- The exercise: Copy every item below verbatim, preserving the original order and line breaks.
[start of Input material]
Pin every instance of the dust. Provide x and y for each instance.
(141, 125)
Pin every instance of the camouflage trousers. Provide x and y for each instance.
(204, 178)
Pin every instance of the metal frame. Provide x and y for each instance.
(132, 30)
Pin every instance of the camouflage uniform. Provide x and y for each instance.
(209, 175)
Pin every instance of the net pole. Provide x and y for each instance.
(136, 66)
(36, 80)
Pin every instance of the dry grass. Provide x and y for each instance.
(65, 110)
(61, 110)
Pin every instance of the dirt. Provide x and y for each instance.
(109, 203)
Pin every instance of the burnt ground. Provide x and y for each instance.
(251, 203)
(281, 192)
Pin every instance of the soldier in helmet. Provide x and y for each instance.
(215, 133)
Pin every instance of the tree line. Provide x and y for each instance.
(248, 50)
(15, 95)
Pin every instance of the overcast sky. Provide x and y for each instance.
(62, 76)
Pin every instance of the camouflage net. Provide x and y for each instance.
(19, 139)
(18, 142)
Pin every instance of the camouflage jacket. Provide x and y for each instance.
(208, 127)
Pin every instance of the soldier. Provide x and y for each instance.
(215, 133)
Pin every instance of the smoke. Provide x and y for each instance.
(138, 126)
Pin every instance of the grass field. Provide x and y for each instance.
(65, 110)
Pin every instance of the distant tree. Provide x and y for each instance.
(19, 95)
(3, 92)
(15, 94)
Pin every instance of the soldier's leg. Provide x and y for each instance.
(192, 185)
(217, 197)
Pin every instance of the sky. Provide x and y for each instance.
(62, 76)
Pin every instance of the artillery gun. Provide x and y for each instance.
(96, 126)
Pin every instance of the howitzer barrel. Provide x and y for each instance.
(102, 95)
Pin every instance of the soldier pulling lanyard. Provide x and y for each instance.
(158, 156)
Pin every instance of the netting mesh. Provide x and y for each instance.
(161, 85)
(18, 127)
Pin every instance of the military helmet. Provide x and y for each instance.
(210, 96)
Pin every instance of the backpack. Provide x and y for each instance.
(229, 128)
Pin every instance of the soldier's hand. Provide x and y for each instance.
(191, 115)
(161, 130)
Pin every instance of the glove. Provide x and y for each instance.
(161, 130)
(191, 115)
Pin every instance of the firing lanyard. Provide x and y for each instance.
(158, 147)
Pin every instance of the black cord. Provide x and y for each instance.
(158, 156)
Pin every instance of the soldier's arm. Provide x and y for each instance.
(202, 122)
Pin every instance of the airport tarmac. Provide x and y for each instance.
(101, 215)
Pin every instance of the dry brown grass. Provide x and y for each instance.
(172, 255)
[end of Input material]
- Answer for the task:
Pin every instance of the dust. Provide x and y for each instance.
(141, 125)
Pin every instance of the camouflage trousers. Provide x and y for each instance.
(204, 178)
Pin every instance of the metal frame. Provide x and y for each instance.
(132, 30)
Pin every instance of the camouflage uniform. Provide x and y for each instance.
(209, 175)
Pin every instance of the net pole. Provide x and y for each instance.
(136, 66)
(36, 80)
Pin every instance of the dry grass. Provide x and y for each instance.
(65, 110)
(61, 110)
Pin every instance of the dirt. Provide x and y for each instance.
(109, 203)
Pin every instance of the burnt ground. Provide x and y for each instance.
(251, 203)
(281, 192)
Pin every instance of the soldier in helmet. Provide x and y for each instance.
(215, 133)
Pin every instance of the tree line. Provide x and y for each instance.
(248, 50)
(15, 95)
Pin every instance of the overcast sky. Provide x and y for each instance.
(62, 76)
Pin every instance of the camouflage net. Provide x and y for each instance.
(19, 139)
(18, 142)
Pin every instance of the camouflage jacket. Provide x and y for each instance.
(208, 127)
Pin every instance of the soldier. Provide x and y for each instance.
(215, 133)
Pin every instance of the smoke. Provide x and y for each instance.
(138, 126)
Pin every instance of the grass field. Provide x and y for each instance.
(65, 110)
Pin every instance of the distant tree. Provide x and y for each instance.
(19, 95)
(3, 92)
(15, 94)
Pin every instance of the soldier's leg. Provide x and y for each instance.
(192, 185)
(217, 197)
Pin every instance of the sky. Provide x and y for each instance.
(62, 76)
Pin every instance of the artillery gun. Provide x and y for each instance.
(96, 126)
Pin every instance of the howitzer barrel. Provide x and y for each instance.
(102, 95)
Pin every instance of the soldier pulling lanyard. Provide x and y for each instance.
(158, 156)
Pin every instance of the netting mesh. Provide x and y for each instance.
(161, 85)
(18, 127)
Pin every instance of the military helmet. Provide x and y for each instance.
(210, 96)
Pin every instance of the backpack. Provide x and y for each instance.
(229, 128)
Pin every instance of the soldier's hand. Provide x and y for each instance.
(191, 115)
(161, 130)
Pin every instance of the glove. Provide x and y for each instance.
(161, 130)
(191, 115)
Pin every instance of the firing lanyard. Provide x and y for each instance.
(158, 147)
Pin every instance of the black cord. Provide x and y for each instance.
(158, 156)
Pin every instance of the soldier's arm. Provide x and y for each instance.
(202, 122)
Pin every instance of the airport tarmac. Provide x and y for each instance.
(101, 215)
Pin every instance of the dry brown grass. Provide x and y for each instance.
(172, 255)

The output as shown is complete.